[START OF SOURCE MATERIAL]

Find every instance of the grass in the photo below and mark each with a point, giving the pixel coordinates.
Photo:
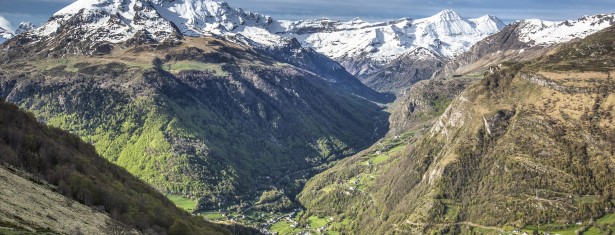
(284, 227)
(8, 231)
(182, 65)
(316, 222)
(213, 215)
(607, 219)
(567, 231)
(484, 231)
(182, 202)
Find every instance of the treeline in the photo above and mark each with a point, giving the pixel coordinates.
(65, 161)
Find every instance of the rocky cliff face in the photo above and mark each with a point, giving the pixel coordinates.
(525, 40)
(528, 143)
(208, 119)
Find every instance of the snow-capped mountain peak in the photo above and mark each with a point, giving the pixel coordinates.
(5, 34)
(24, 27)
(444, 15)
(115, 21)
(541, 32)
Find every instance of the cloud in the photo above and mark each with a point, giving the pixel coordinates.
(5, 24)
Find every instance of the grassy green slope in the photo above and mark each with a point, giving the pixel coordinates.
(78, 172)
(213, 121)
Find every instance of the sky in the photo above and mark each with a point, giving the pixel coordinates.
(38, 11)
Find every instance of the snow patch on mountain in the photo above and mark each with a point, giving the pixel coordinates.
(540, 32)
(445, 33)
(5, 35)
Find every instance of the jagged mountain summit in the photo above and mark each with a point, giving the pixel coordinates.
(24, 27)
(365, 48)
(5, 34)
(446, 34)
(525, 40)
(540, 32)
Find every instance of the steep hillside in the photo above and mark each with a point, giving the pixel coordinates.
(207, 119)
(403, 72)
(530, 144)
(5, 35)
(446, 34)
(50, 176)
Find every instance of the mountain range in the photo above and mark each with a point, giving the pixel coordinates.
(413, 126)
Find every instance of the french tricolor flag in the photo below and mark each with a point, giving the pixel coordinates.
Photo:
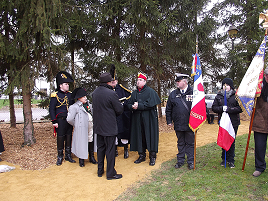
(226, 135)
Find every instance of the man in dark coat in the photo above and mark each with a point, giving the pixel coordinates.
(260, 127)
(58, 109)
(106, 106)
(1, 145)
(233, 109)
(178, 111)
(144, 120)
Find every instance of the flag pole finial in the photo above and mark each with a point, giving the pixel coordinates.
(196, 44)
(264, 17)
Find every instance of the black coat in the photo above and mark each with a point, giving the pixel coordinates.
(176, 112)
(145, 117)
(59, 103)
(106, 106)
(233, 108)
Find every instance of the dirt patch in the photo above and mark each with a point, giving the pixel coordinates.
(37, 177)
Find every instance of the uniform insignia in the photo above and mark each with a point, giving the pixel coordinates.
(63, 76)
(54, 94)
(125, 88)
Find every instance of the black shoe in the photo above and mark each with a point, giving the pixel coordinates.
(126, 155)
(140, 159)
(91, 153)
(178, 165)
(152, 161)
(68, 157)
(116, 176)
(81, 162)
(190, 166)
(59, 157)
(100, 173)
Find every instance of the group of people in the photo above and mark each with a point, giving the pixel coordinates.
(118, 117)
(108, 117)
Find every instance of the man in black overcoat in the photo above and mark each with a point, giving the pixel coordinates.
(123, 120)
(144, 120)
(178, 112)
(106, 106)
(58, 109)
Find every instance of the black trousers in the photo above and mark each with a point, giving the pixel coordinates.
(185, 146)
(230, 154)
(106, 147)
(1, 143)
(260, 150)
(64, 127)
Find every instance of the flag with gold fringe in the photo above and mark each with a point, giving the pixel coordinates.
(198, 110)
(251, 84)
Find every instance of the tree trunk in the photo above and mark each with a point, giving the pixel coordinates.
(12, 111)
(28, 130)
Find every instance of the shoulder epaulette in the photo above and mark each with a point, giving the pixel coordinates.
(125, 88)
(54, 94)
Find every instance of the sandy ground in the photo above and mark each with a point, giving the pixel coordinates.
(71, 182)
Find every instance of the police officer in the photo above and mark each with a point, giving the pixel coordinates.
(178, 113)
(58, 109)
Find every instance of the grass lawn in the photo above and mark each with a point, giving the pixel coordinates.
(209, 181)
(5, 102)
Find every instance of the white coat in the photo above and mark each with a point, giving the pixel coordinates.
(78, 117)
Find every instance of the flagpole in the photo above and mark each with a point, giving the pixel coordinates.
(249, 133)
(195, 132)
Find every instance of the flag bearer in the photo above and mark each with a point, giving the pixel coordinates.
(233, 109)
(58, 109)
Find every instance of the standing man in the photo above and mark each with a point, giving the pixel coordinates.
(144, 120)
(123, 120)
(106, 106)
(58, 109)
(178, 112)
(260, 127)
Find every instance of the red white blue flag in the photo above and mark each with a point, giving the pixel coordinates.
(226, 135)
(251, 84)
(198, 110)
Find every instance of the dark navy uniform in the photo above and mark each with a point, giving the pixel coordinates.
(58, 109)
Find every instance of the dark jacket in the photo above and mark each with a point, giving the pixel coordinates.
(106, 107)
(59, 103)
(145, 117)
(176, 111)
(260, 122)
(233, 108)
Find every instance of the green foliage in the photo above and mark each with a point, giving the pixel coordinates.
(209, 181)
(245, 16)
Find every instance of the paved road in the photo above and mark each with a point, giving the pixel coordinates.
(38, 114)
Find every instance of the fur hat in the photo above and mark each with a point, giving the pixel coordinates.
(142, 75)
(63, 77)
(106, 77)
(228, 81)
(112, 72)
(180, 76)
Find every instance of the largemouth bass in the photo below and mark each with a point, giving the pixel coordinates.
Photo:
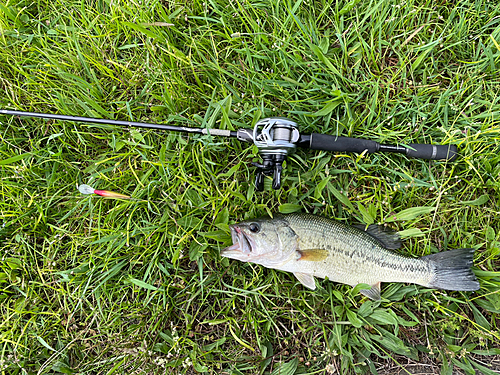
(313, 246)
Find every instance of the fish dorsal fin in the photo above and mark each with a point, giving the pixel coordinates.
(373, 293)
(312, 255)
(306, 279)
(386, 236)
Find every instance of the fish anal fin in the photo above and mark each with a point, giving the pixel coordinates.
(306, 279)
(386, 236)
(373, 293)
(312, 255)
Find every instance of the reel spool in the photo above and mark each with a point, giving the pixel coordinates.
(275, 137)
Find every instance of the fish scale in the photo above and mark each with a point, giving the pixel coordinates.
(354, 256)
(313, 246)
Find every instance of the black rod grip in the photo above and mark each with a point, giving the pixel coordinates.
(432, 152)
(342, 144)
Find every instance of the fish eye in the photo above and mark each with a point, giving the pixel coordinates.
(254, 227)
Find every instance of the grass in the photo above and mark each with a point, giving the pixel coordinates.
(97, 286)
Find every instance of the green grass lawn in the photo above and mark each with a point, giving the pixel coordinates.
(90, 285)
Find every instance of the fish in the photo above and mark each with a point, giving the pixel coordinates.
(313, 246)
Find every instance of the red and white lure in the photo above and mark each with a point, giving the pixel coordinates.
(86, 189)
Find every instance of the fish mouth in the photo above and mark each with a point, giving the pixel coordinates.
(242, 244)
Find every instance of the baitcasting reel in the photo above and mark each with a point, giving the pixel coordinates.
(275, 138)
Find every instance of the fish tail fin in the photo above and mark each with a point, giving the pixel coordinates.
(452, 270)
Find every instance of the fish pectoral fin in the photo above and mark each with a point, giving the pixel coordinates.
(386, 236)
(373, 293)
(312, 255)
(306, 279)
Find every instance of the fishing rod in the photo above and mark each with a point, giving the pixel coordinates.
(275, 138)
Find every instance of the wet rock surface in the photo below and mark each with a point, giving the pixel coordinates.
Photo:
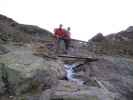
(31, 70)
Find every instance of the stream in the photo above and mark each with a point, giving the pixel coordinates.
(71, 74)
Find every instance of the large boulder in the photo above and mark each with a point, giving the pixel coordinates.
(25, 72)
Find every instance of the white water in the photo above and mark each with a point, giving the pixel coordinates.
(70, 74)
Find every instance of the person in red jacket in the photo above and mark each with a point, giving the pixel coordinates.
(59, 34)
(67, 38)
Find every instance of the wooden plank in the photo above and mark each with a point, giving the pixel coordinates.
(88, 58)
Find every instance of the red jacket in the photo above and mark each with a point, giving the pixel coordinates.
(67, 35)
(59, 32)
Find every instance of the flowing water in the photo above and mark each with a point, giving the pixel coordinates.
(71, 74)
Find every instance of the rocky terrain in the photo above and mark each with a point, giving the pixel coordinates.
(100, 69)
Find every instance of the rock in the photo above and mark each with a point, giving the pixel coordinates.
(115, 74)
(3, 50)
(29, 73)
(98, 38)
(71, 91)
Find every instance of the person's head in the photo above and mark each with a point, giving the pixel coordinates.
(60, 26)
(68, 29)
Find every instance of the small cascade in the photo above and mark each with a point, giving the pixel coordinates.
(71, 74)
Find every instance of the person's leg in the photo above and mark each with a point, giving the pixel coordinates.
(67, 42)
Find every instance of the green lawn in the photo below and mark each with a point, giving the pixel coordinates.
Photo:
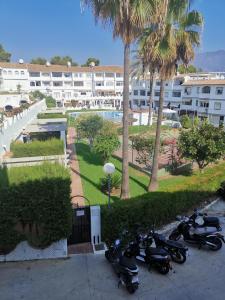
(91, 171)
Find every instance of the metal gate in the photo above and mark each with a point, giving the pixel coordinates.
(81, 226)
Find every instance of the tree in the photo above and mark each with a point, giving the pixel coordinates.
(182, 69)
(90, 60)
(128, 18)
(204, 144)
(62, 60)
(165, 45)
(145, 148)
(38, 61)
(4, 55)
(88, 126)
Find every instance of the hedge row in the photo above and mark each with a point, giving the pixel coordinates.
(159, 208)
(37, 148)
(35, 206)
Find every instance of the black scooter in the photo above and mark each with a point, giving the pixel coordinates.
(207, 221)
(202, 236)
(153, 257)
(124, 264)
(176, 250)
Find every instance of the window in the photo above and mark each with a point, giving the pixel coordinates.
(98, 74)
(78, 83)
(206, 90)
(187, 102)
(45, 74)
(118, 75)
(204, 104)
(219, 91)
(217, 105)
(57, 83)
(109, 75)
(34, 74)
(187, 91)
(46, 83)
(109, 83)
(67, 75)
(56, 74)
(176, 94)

[END OF SOURCE MATERIAL]

◆ WRITTEN INSTRUCTION
Find the line containing "Find every instance of the wooden" in the listing above. Please restate word for word that line through the last one, leaving out the pictures.

◆ RESULT FOR THIS TASK
Find every instance of the wooden plank in the photo above and mark each with a point, giving the pixel coordinates.
(88, 58)
Find every instance of the red jacket in the photo above and mark each with a point, giving the pixel coordinates.
(67, 35)
(59, 32)
Find every instance of the flowing water in the photo above and mark each with a point, giving the pixel coordinates.
(71, 74)
Find every instance of the rocky terrain in the photo above and mark each with a point, giving the pixel coordinates.
(100, 69)
Find every instance of the rock in the photo above and mark each with a point, giving the pixel coordinates.
(115, 74)
(3, 50)
(29, 73)
(98, 38)
(71, 91)
Find every instance of the person's head in the photo above and mark each with a point, giving the pixel coordinates.
(60, 26)
(68, 29)
Find every instance of the small cascade in the photo above and mark each with a point, giving the pixel coordinates.
(71, 74)
Find every instance of the person's leg in the photo above and mark each with a point, giving the pixel coordinates.
(67, 42)
Find every instance of the green lawn in the photo below and mark each with a point, giving the pixel coordinates.
Photo:
(91, 171)
Find every instance of the metal gate in the photo above and mark each with a point, giving the pixel coordinates.
(81, 226)
Find every instance of the tree in the photo above and mark each with a point, giving the pixel coordinates.
(182, 69)
(90, 60)
(128, 18)
(204, 144)
(62, 60)
(165, 45)
(145, 148)
(38, 61)
(4, 55)
(88, 126)
Find every instance of the hedge row in the photo above and mark each with a point, giving the pixel coordinates.
(159, 208)
(37, 148)
(35, 206)
Find every instance of the black scooter in the photo above and mark each with a point, giving the pixel coordinates.
(207, 221)
(202, 236)
(153, 257)
(124, 264)
(176, 250)
Find every instance of the window in the photo above and mark each with a point, giving the pixel coordinates.
(98, 74)
(78, 83)
(206, 90)
(187, 102)
(45, 74)
(118, 75)
(204, 104)
(219, 91)
(217, 105)
(57, 83)
(109, 75)
(34, 74)
(187, 91)
(46, 83)
(109, 83)
(67, 75)
(56, 74)
(176, 94)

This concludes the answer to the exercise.